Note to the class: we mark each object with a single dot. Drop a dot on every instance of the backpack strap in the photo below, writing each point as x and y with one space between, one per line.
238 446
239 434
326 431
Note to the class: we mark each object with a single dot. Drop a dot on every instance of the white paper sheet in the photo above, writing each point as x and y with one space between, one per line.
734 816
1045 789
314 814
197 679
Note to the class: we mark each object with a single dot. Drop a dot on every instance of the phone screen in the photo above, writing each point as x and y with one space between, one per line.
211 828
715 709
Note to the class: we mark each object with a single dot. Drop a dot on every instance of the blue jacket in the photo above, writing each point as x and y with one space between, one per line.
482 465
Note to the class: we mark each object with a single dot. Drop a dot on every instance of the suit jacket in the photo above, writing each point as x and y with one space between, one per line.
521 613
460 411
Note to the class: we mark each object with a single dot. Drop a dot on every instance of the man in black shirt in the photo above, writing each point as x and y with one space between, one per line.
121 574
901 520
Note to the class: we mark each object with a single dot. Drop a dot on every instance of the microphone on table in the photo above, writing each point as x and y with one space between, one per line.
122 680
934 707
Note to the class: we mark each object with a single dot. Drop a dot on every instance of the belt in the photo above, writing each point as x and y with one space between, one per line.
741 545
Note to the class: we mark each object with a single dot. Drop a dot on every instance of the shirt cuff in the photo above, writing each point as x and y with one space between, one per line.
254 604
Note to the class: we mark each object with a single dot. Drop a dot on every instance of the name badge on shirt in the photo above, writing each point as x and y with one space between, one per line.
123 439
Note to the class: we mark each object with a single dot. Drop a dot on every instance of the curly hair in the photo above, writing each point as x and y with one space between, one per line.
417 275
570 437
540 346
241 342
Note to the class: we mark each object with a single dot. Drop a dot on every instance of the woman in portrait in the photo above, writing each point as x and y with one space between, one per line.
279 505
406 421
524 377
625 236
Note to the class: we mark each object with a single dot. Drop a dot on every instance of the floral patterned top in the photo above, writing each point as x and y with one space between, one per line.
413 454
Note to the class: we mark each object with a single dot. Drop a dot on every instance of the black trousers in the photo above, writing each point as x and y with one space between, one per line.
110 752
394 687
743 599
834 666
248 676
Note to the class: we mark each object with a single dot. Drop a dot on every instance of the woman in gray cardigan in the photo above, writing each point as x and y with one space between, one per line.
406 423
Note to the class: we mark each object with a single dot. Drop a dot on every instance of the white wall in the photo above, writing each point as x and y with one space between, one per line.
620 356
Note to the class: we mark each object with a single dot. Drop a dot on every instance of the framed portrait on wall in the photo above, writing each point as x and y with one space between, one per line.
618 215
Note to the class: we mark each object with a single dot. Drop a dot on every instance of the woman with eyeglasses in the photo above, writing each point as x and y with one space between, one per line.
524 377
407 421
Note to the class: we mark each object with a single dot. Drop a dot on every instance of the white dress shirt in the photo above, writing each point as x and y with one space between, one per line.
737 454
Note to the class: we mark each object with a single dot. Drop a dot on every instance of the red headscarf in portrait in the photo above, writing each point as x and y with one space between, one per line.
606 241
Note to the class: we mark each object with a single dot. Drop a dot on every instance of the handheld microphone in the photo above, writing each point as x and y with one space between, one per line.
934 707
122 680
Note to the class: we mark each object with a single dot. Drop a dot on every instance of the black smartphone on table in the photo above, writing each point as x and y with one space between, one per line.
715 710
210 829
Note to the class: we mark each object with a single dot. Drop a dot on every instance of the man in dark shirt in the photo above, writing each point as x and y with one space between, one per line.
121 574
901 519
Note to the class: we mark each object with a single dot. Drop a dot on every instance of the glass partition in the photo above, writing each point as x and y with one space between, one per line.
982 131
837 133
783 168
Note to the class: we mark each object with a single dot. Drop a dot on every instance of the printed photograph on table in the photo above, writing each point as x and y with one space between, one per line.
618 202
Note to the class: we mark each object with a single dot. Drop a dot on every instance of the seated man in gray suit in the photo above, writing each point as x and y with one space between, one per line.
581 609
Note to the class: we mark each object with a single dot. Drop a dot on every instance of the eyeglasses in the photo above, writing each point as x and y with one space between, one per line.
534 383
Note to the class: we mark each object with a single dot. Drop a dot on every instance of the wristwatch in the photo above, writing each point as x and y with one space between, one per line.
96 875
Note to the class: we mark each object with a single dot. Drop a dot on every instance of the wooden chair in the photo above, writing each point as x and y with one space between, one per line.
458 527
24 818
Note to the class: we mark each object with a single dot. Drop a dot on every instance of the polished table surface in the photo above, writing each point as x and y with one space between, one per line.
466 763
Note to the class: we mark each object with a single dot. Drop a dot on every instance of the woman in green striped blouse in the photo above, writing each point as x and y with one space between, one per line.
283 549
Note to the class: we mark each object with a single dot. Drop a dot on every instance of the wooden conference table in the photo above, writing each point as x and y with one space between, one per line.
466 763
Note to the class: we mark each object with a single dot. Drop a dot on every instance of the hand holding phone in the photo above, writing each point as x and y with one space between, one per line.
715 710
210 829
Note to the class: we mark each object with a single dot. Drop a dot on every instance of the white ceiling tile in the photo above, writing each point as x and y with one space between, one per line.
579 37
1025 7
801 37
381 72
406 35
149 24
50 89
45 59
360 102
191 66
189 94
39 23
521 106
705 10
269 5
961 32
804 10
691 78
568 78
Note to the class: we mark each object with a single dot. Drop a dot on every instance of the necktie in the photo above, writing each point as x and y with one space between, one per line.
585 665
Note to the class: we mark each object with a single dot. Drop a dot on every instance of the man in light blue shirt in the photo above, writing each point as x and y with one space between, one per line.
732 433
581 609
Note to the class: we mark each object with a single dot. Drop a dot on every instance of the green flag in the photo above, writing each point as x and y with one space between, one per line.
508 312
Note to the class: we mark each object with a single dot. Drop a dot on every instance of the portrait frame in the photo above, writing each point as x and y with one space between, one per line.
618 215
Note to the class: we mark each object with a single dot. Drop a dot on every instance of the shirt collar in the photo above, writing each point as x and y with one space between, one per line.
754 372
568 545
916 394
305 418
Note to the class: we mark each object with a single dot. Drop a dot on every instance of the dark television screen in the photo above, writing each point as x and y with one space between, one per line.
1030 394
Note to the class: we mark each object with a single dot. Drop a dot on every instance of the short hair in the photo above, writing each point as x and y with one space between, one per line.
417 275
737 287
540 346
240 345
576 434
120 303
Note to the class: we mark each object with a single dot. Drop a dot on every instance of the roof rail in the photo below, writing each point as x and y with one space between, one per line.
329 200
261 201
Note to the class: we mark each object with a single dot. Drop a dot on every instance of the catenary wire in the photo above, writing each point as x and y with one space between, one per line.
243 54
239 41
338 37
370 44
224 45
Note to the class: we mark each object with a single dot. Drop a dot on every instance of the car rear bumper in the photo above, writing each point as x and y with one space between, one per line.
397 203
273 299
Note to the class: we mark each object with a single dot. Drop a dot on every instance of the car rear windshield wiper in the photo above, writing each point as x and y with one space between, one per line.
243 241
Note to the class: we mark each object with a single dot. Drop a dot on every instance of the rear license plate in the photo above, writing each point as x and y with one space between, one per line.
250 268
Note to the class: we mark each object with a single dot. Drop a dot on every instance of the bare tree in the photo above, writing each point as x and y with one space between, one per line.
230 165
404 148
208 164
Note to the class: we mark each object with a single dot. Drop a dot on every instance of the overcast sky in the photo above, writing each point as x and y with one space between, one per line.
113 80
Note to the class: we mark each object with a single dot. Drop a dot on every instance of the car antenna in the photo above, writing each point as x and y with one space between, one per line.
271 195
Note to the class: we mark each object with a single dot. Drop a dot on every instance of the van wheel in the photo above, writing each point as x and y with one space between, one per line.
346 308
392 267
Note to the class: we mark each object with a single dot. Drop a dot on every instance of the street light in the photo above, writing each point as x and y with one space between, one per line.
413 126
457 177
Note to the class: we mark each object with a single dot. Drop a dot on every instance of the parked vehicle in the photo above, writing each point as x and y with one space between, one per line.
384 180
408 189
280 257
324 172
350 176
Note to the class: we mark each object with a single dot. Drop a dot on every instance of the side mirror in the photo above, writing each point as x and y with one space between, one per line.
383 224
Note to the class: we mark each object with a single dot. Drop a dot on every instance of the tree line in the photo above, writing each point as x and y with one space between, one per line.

#### What you should do
What is wanted is an exact repetition of the lines from the one with "of the street" through the last line of the material above, both ends included.

#### Result for this task
Note to the class: we mark each object with a single dot. Drop a dot on every instance of the street light in the photo above, writing each point as x and y with one space between, one per line.
413 126
457 177
Note to the class: we mark each object with a single dot. Drop a dot on every instance of the parked vehicle in the photo above, writing each point as x and y with one space between, one per line.
384 180
408 189
280 257
324 172
350 176
Note to the class: we mark each object with a single dot. Drop a dot on every instance of the side mirror in the photo above, writing each point as x and y with one space between, one per line.
383 224
Note to the class: we mark each object with a single dot. Drop a dot on every instance of the tree line in the photo above, writing each point as x and y with one space between, one per line.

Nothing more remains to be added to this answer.